**Task to complete:**
The lines to copy run from the one containing "cabinet door handle" to the end of the records below; repeat them exactly and include nothing else.

◆ ◆ ◆ ◆ ◆ ◆ ◆

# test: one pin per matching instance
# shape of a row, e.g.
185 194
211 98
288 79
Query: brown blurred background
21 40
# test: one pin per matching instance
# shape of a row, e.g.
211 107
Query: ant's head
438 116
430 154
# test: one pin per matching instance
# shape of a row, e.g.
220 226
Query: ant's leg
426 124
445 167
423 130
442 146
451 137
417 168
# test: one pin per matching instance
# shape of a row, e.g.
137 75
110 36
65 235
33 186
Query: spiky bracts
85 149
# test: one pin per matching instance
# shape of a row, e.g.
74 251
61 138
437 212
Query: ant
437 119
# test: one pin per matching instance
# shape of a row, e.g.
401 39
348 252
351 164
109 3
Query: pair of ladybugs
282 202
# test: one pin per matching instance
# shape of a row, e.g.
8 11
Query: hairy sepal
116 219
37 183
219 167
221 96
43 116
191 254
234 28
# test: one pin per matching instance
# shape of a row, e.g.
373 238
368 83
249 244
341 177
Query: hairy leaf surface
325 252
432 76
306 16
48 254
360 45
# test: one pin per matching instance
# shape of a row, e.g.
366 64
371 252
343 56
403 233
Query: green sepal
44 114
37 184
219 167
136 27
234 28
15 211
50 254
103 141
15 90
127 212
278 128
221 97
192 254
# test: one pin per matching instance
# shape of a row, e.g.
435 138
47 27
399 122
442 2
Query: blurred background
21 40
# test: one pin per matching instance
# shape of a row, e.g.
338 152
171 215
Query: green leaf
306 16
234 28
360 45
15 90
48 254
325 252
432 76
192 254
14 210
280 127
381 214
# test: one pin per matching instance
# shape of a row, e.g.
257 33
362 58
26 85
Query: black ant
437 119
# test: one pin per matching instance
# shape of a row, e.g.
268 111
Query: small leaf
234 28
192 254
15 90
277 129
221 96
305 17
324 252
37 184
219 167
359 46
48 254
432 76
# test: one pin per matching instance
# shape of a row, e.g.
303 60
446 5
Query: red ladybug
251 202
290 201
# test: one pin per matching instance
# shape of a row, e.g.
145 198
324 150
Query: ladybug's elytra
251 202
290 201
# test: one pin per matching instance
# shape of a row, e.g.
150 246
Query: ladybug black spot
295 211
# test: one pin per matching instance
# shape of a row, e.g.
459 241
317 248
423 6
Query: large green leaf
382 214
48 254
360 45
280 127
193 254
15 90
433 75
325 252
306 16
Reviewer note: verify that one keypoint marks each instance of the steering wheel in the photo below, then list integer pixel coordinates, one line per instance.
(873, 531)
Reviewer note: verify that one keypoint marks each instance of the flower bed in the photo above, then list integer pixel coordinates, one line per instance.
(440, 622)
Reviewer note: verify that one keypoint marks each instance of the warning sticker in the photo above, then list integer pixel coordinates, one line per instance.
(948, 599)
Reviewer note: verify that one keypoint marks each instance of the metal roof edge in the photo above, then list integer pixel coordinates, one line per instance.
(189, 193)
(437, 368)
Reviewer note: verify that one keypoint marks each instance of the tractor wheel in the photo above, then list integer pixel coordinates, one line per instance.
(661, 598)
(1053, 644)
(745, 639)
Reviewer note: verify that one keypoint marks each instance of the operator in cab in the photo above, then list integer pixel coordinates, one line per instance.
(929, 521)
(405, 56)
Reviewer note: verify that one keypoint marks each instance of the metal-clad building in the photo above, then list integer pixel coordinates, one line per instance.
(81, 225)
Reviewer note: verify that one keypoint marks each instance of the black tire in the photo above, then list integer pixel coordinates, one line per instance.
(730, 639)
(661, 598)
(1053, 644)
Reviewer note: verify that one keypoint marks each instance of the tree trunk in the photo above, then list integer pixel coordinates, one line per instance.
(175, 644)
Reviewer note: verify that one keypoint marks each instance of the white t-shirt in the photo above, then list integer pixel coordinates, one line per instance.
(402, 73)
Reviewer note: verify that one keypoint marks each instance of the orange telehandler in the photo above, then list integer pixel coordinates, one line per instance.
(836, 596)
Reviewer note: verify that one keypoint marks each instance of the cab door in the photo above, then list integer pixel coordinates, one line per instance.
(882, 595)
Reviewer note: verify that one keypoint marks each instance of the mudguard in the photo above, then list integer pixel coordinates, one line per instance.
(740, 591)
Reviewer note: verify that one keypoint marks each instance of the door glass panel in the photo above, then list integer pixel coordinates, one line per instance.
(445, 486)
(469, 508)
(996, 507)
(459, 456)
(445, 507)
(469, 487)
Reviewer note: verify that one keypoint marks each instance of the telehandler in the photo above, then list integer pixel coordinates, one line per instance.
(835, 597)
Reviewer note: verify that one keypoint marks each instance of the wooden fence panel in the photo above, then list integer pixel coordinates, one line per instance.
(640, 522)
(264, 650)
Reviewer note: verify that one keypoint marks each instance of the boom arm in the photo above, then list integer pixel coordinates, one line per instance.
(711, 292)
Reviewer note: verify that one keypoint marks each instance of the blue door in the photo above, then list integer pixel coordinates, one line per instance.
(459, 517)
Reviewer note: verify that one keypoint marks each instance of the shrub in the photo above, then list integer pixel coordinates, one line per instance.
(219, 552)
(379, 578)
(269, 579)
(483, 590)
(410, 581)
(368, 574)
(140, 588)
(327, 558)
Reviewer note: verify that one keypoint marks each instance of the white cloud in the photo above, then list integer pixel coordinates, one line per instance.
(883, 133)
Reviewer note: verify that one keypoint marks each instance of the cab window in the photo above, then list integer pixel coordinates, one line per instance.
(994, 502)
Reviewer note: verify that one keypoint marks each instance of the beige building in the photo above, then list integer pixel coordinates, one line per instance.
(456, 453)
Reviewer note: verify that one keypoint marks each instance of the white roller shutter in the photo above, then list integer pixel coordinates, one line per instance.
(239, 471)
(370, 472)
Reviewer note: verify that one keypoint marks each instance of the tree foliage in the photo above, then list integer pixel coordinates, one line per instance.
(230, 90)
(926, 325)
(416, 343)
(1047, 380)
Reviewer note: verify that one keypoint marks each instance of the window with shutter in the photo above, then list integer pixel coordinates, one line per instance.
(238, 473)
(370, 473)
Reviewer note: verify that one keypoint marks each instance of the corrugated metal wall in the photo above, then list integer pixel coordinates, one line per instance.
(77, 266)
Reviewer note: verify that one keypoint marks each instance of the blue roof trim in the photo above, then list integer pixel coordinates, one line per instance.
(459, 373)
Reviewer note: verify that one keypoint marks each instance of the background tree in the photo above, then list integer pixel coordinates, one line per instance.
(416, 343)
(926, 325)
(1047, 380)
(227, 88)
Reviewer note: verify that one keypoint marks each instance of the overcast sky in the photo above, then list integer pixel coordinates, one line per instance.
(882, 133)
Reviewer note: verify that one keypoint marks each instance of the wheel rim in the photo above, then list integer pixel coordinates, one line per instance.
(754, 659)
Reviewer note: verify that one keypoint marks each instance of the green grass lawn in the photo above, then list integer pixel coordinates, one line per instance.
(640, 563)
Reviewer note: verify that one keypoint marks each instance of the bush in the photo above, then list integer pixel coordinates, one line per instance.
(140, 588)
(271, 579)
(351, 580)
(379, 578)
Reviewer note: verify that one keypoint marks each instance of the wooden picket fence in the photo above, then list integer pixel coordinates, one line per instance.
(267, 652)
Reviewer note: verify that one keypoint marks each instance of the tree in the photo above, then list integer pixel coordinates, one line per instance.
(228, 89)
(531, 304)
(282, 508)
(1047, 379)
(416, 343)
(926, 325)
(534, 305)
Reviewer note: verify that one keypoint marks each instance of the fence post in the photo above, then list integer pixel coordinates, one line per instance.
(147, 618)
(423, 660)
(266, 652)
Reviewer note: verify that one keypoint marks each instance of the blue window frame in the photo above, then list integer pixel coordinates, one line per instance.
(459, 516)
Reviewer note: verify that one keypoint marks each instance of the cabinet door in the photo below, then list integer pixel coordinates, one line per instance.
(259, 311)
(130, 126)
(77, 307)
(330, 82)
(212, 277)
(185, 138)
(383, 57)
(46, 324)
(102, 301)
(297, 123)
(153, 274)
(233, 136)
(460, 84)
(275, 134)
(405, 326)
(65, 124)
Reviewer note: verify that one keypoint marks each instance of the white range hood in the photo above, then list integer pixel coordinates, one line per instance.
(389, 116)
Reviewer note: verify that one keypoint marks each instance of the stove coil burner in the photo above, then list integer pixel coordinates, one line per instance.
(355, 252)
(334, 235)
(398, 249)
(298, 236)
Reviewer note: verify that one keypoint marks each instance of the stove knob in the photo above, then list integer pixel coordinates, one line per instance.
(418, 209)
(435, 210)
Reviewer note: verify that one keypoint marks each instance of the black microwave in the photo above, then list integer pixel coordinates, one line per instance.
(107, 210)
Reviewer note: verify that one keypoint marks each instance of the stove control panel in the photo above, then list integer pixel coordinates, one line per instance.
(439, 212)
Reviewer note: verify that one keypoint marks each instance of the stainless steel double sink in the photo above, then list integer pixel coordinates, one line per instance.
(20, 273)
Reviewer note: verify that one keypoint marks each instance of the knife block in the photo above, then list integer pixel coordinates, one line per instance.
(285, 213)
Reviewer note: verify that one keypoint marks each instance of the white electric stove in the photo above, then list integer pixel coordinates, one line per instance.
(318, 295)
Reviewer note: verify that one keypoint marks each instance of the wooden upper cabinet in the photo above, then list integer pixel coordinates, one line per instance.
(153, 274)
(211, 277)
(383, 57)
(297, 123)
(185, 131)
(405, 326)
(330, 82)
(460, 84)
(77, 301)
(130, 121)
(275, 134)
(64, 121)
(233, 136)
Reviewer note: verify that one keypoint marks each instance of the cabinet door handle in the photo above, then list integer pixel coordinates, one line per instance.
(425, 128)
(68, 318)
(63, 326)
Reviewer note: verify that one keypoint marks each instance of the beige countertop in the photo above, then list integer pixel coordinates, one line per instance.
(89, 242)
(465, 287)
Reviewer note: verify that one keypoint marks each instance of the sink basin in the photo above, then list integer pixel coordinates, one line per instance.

◆ ◆ ◆ ◆ ◆ ◆ ◆

**Written response:**
Reviewer note: verify that one keypoint marks each instance of the cabinet door handle in the photo above, then list integer pixel coordinates, one line per instance.
(425, 128)
(68, 318)
(63, 326)
Reviewer note: verify that one keypoint marks each instance of the beige countertop in the photo above, then list integer pixel coordinates, one line per instance.
(89, 242)
(465, 287)
Reviewer note: verify that one keypoint marks each instance of the sink basin in the photo above, then list integer pixel coordinates, one line per instance.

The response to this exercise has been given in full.